Task to carry out >> Copy out the items below with each "boot" swapped for "shoe", leaving everything else unchanged.

Information shown >>
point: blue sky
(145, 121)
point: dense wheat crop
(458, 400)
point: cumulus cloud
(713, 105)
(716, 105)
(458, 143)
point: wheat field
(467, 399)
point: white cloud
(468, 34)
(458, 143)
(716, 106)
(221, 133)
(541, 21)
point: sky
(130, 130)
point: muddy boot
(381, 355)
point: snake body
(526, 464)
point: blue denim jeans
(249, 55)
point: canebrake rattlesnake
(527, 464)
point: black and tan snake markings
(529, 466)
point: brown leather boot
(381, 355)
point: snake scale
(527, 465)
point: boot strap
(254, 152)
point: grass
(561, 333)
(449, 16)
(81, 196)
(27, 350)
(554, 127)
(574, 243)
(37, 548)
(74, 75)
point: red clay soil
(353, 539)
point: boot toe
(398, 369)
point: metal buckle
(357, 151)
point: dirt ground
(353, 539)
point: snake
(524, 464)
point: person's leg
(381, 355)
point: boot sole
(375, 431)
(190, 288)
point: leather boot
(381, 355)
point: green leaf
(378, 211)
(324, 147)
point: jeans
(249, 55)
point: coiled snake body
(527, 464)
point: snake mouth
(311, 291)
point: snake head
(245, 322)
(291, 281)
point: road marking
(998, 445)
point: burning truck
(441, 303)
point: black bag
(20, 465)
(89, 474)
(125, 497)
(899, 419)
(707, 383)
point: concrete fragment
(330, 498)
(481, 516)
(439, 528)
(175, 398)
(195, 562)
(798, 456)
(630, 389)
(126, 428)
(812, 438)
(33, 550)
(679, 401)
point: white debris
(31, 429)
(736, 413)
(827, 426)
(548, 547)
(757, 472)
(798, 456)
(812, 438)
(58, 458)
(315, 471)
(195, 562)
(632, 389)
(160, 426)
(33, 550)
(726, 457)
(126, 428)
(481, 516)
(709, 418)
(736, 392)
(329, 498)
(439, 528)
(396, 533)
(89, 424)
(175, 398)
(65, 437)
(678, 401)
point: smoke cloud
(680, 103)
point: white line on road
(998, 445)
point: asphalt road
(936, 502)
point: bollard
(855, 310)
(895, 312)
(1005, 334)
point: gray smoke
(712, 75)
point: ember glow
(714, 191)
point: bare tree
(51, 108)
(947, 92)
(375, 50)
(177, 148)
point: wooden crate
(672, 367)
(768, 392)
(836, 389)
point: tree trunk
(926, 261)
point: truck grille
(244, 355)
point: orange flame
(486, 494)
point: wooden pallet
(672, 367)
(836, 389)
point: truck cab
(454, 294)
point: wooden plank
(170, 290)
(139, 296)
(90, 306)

In response >>
point: blue sky
(145, 121)
point: dense wheat crop
(458, 400)
point: cumulus cloud
(713, 105)
(716, 105)
(458, 143)
point: wheat field
(467, 399)
point: white cloud
(468, 34)
(458, 143)
(716, 106)
(221, 133)
(541, 21)
point: sky
(130, 130)
point: muddy shoe
(381, 355)
point: snake body
(526, 464)
point: blue denim jeans
(249, 55)
point: canebrake rattlesnake
(527, 464)
point: black and tan snake markings
(529, 466)
point: brown leather shoe
(381, 355)
point: snake scale
(527, 465)
point: shoe strap
(254, 152)
point: grass
(561, 333)
(449, 16)
(81, 196)
(27, 350)
(554, 127)
(574, 243)
(37, 548)
(74, 75)
point: red clay soil
(353, 539)
point: shoe toe
(398, 369)
point: metal buckle
(357, 151)
point: dirt ground
(353, 539)
point: snake
(524, 464)
point: person's leg
(381, 355)
point: shoe sole
(375, 431)
(190, 288)
point: leather shoe
(381, 355)
point: green leaf
(378, 211)
(324, 147)
point: jeans
(249, 55)
point: coiled snake body
(527, 464)
point: snake mouth
(311, 291)
point: snake head
(245, 322)
(291, 281)
point: road marking
(998, 445)
point: burning truck
(441, 303)
point: black bag
(20, 465)
(89, 474)
(125, 497)
(899, 419)
(707, 383)
point: concrete fragment
(330, 498)
(481, 516)
(439, 528)
(175, 398)
(195, 562)
(798, 456)
(630, 389)
(126, 428)
(812, 438)
(33, 550)
(679, 401)
point: white debris
(31, 429)
(736, 413)
(827, 426)
(548, 547)
(757, 472)
(798, 456)
(812, 438)
(58, 458)
(315, 471)
(195, 562)
(632, 389)
(160, 426)
(33, 550)
(726, 457)
(126, 428)
(481, 516)
(709, 418)
(736, 392)
(329, 498)
(439, 528)
(396, 533)
(89, 424)
(175, 398)
(65, 437)
(678, 401)
point: smoke cloud
(680, 103)
point: white line on road
(998, 445)
point: asphalt road
(936, 502)
point: bollard
(855, 310)
(895, 312)
(1005, 334)
point: gray smoke
(712, 75)
point: ember glow
(714, 191)
point: bare tree
(51, 108)
(947, 92)
(375, 50)
(177, 148)
point: wooden crate
(672, 367)
(768, 392)
(836, 389)
point: tree trunk
(926, 261)
point: truck grille
(244, 355)
point: orange flame
(486, 494)
point: wooden pallet
(672, 367)
(836, 389)
point: truck cab
(454, 294)
point: wooden plank
(170, 290)
(139, 296)
(90, 306)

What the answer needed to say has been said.